▸ TASK DESCRIPTION: In the passage on AI and job displacement, what happened to the total number of bank tellers in the US after ATMs were deployed?

▸ SOURCE EXTRACT:
Deployment at Civilization Scale Is Not Inevitable
Even setting capability aside, the logistics of total displacement are absurd. Running frontier models at scale is extraordinarily expensive: a single H100 GPU costs around $30,000, and the energy demands of running AI across every white-collar workplace on Earth exceed current grid capacity. The bottleneck is not the model; it is the atom.
Beyond energy, every enterprise has unique legacy systems, compliance requirements, cultural norms, and data silos. Integration alone takes years and fails routinely. Projecting uniform, instantaneous displacement ignores the entire history of enterprise software adoption.
Work Expands to Fill New Capability
The Lump of Labour Fallacy is the assumption that there is a fixed amount of work to be done, so if machines do some of it, humans must do less. Economists have debunked this repeatedly.
The ATM is the canonical example. When it launched, the prediction was obvious: machines dispense cash, tellers become redundant. What actually happened: ATMs made it cheaper to operate a bank branch, so banks opened far more branches. More branches meant more accounts. More accounts meant more customers needing services an ATM cannot provide: loans, disputes, financial advice. The total number of bank tellers in the US increased for decades after ATM deployment. The machine that was supposed to replace the teller created the conditions for more tellers to exist.

▸ DATA EXTRACT:
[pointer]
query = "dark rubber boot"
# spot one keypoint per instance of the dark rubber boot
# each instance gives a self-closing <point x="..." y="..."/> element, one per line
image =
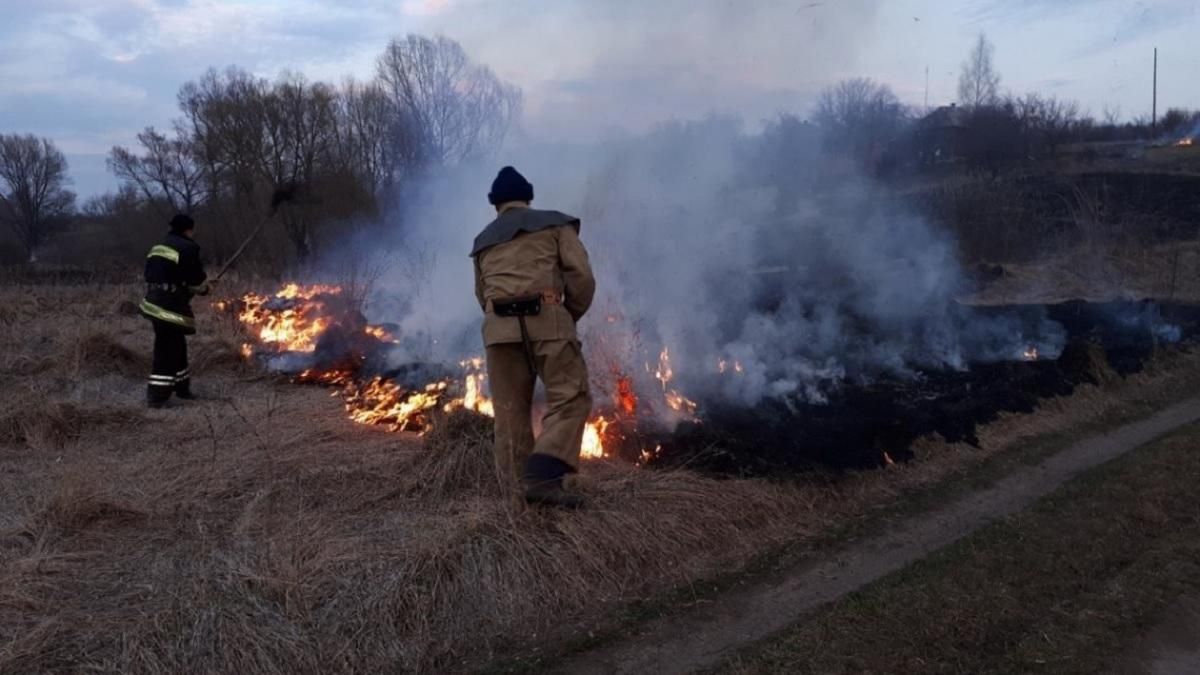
<point x="552" y="494"/>
<point x="544" y="483"/>
<point x="157" y="396"/>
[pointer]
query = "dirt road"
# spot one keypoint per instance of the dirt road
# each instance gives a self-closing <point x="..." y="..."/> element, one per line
<point x="750" y="614"/>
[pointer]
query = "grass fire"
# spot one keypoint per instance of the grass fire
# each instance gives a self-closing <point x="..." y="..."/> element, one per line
<point x="598" y="338"/>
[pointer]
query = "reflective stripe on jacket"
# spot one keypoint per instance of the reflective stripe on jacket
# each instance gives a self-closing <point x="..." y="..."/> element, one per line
<point x="154" y="311"/>
<point x="173" y="275"/>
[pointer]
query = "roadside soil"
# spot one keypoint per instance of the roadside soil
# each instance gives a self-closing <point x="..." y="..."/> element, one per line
<point x="755" y="611"/>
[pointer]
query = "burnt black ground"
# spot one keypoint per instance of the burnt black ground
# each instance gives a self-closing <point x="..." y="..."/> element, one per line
<point x="865" y="425"/>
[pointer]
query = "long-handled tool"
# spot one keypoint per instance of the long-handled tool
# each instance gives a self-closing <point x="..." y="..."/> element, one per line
<point x="281" y="195"/>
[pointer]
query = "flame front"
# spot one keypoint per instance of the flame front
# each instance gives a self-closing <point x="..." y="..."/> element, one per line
<point x="294" y="320"/>
<point x="295" y="324"/>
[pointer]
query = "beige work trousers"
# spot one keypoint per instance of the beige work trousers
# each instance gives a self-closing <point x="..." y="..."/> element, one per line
<point x="568" y="402"/>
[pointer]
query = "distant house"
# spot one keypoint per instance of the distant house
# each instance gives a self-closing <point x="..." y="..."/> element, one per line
<point x="941" y="136"/>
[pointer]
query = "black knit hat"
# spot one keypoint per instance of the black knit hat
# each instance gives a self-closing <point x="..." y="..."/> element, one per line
<point x="181" y="222"/>
<point x="510" y="186"/>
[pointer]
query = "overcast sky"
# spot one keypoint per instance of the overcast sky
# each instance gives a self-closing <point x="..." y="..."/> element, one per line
<point x="90" y="73"/>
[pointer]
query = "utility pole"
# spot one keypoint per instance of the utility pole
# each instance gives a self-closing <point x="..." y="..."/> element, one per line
<point x="927" y="90"/>
<point x="1153" y="105"/>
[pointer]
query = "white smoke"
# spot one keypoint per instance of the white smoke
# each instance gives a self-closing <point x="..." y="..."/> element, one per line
<point x="690" y="254"/>
<point x="707" y="237"/>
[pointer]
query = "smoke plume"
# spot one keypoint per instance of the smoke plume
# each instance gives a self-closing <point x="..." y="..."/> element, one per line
<point x="747" y="245"/>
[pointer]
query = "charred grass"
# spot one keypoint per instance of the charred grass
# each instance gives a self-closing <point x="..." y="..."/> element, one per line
<point x="1062" y="587"/>
<point x="261" y="531"/>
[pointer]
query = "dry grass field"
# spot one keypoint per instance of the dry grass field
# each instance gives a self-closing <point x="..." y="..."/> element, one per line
<point x="261" y="531"/>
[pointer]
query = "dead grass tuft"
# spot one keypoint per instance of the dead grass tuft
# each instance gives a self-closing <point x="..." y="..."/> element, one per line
<point x="82" y="502"/>
<point x="96" y="352"/>
<point x="35" y="419"/>
<point x="457" y="459"/>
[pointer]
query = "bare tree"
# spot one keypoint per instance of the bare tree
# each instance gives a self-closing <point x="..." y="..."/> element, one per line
<point x="33" y="187"/>
<point x="978" y="81"/>
<point x="168" y="173"/>
<point x="363" y="136"/>
<point x="1045" y="121"/>
<point x="445" y="107"/>
<point x="861" y="114"/>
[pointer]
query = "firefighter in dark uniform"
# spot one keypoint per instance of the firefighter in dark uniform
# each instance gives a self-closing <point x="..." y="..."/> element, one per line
<point x="173" y="275"/>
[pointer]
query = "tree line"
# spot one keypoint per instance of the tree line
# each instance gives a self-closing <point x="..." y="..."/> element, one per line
<point x="348" y="150"/>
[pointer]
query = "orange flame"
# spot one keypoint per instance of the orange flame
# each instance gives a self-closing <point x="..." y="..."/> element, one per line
<point x="295" y="317"/>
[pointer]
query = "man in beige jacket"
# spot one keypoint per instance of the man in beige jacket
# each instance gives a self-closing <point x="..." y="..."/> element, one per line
<point x="533" y="282"/>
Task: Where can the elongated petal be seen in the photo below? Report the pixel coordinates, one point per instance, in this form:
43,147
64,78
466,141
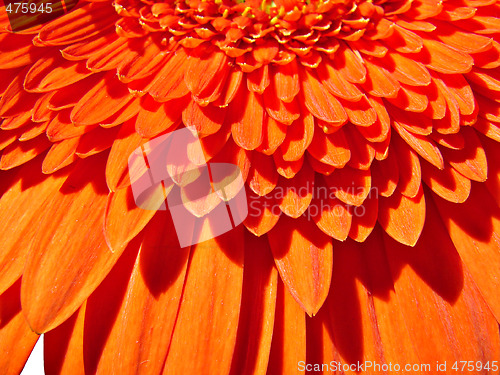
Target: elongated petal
289,336
21,214
79,258
146,318
258,305
403,218
304,261
16,338
196,346
63,346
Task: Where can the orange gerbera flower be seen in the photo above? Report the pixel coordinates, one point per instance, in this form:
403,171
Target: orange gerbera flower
366,132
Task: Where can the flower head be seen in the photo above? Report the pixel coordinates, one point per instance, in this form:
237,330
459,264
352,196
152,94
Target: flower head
366,132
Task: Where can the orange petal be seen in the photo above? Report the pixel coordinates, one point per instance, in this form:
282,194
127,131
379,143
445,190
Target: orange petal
364,217
385,174
299,136
331,149
233,83
493,181
349,308
263,176
168,82
196,346
78,259
60,155
422,145
441,305
124,219
19,153
303,255
54,73
471,160
441,58
273,134
102,307
286,81
380,82
287,169
149,308
403,218
415,123
360,113
320,102
63,346
409,169
78,25
350,185
103,100
460,90
18,51
96,141
318,166
337,84
408,71
205,74
21,214
258,80
15,100
246,121
16,338
330,214
289,335
155,118
296,193
350,65
255,329
263,213
61,127
461,40
447,183
126,142
207,120
283,112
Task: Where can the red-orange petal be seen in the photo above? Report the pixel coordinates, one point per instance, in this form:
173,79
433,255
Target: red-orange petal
403,218
56,282
303,255
196,346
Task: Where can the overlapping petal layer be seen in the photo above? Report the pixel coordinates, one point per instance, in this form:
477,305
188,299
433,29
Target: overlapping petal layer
366,131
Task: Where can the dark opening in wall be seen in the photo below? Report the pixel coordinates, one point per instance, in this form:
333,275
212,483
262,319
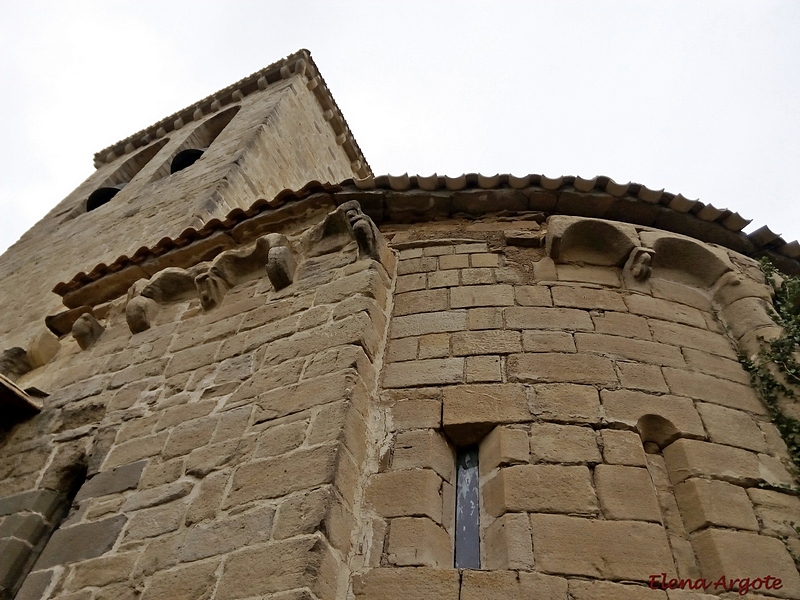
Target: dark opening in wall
31,519
119,178
468,522
185,159
101,196
198,141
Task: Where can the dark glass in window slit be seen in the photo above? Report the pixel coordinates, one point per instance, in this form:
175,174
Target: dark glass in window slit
468,513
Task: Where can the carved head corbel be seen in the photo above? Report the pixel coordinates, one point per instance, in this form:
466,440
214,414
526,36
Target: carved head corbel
211,288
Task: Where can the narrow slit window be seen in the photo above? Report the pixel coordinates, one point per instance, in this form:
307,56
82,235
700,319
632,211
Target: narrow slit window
468,514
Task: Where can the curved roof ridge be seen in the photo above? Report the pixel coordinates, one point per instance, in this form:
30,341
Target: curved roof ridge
685,216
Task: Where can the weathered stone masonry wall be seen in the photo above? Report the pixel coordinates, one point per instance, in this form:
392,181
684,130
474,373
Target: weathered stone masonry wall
299,443
223,447
565,373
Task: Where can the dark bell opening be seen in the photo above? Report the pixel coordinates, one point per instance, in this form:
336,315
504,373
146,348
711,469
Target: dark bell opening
184,159
100,196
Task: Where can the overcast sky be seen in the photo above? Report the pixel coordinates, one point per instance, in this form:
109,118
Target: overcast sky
700,98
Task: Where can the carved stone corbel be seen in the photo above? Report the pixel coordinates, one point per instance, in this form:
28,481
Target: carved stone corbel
211,288
281,266
87,330
365,232
638,265
14,363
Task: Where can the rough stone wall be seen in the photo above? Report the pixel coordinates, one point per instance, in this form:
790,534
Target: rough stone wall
279,139
222,448
618,436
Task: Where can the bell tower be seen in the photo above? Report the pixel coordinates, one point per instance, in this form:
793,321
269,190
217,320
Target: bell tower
278,128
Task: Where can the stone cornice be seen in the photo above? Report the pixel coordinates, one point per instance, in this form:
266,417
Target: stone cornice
391,199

▸ OUTPUT OF THE TASK: It increased for decades after ATM deployment.